* _PASSAGE GIVEN_
**********

Tuesday 16 December 2014

BEETHOVEN'S BIRTHDAY, EH?

Thanks to Charles M. Schultz and his Peanuts comic strip, I always remember today as Beethoven's birthday. Of course I don't care for classical music but the fact of this day being the birth date of a famous composer is stuck in my mind.

What turned me off of classical music was the insistence of the music teacher that we listen to it and like it. My classmates at the blind school all loved rock music but Mrs. McMaster was horrified. "How can you listen to that horrible racket?" she'd exclaim when we begged her for it. She promised us that we'd grow to love the music of Bach, Beethoven, and the rest if we just listened to it. That was no comfort at all to us.

Worse yet, the school forced us rock-loving boys and girls to attend operas. As the men on stage bellowed and the women shrieked on stage, we cringed in our seats, wishing it would end soon. We had to spend hours stuck in a boring concert hall listening to music which we despised.

As an adult, I've had people try to convince me to enjoy classical music and opera. Not to be rude, I went along a few times with them to concerts. Try as I might, I just couldn't get into that music. Opera was even worse. It still sounded like a lot of shrieking to me.

**********

* _PROBLEM DETAILS_
Reproduce the post about Beethoven's birthday and classical music in full, word for word.

**********

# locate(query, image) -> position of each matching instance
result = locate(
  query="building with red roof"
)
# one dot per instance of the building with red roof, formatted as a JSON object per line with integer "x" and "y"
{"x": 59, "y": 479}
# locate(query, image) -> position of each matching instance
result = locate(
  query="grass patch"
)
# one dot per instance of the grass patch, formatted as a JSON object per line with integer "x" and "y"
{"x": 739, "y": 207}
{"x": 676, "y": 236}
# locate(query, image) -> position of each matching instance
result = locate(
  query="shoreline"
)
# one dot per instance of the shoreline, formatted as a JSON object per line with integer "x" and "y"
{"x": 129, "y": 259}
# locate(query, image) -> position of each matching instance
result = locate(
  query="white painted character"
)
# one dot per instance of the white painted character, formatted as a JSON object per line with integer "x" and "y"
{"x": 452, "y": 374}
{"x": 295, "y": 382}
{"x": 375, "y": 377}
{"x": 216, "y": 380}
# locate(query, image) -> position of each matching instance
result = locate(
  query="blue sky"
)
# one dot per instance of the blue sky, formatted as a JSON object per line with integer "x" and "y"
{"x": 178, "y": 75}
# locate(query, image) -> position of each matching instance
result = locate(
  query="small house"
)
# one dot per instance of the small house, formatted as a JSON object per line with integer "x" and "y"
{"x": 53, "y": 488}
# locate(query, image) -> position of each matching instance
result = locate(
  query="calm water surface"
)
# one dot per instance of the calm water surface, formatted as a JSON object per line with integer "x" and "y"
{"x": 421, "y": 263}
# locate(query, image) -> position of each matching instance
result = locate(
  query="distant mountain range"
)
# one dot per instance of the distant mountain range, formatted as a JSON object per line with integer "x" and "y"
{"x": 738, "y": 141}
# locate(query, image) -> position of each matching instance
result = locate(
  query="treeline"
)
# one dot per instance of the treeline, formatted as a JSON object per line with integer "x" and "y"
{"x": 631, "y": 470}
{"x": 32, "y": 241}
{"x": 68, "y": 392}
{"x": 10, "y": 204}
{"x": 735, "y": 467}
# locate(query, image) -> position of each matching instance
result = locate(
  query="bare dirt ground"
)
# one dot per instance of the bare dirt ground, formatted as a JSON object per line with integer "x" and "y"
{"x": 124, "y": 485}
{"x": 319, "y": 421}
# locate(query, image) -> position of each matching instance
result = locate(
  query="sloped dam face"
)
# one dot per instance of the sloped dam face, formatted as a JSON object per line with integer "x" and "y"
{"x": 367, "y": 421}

**********

* _RESULT OF THE TASK_
Tuesday 16 December 2014

BEETHOVEN'S BIRTHDAY, EH?

Thanks to Charles M. Schultz and his Peanuts comic strip, I always remember today as Beethoven's birthday. Of course I don't care for classical music but the fact of this day being the birth date of a famous composer is stuck in my mind.

What turned me off of classical music was the insistence of the music teacher that we listen to it and like it. My classmates at the blind school all loved rock music but Mrs. McMaster was horrified. "How can you listen to that horrible racket?" she'd exclaim when we begged her for it. She promised us that we'd grow to love the music of Bach, Beethoven, and the rest if we just listened to it. That was no comfort at all to us.

Worse yet, the school forced us rock-loving boys and girls to attend operas. As the men on stage bellowed and the women shrieked on stage, we cringed in our seats, wishing it would end soon. We had to spend hours stuck in a boring concert hall listening to music which we despised.

As an adult, I've had people try to convince me to enjoy classical music and opera. Not to be rude, I went along a few times with them to concerts. Try as I might, I just couldn't get into that music. Opera was even worse. It still sounded like a lot of shrieking to me.